# [ARTICLE]
[Begin]

Over the last couple of weeks, I have been taking photographs of various parts of the Gospel Oak to Barking Line (GOBlin).
There would still seem to be a lot to do to restore the railway to operation as a non-electrified railway.
However, the National Rail on-line timetable is showing that from Monday, the 13th of February, 2013, a four trains per hour (tph) service will be working.
It is also worthwhile looking at Transport for London’s Track Closures Six Months Look Ahead. This is usually reliable and states the following.
There is no London Overground service between Gospel Oak and Barking until late February 2017. Replacement buses are running.
It also lists no substantial closures on the GOBlin in the next six months.
There is also this article on Global Rail News, which is entitled Electrification of London Overground’s Gospel Oak-Barking line 80% complete.
These various statements and my pictures could point to a coherent interim set of objectives.
An Interim Set Of Objectives
Both Transport for London and Network Rail will want to get the line open for the following trains as soon as possible.
- Engineering trains to support the finish of the electrification and station works.
- Diesel-hauled freight trains.
- Restoration of the four tph passenger service using the two-car Class 172 trains.

[End]

# [STATED TASK 1]
Copy out the rows from the line containing "Target: tiled pool border" through the last row, including both ends and the requests. Multiply every coordinate in the answers by 0.45 and round to whole numbers, with halves rounding up.

(Pointing dataset excerpts)
[Begin]

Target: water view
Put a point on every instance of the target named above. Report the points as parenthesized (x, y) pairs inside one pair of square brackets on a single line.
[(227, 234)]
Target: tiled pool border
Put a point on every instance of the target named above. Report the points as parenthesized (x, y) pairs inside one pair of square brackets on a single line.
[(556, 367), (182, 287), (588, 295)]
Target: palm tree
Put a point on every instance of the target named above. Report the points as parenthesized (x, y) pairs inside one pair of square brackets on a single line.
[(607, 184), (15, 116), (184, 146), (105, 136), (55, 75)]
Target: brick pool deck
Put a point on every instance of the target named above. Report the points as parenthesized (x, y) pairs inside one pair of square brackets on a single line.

[End]

# [STATED TASK 2]
According to the article, what percentage of the electrification of the Gospel Oak to Barking line does the Global Rail News piece say is complete?

# [ANSWER 1]
Target: tiled pool border
Put a point on every instance of the target named above. Report the points as parenthesized (x, y) pairs inside one pair of square brackets on a single line.
[(250, 165), (82, 129), (265, 133)]
Target: palm tree
Put a point on every instance of the target named above. Report the points as parenthesized (x, y) pairs inside one pair of square brackets on a single line.
[(273, 83), (7, 52), (83, 66), (47, 61), (25, 34)]
Target: brick pool deck
Put a point on every instance of the target named above. Report the points as parenthesized (x, y) pairs inside one pair of square brackets on a single line.

# [ANSWER 2]
80%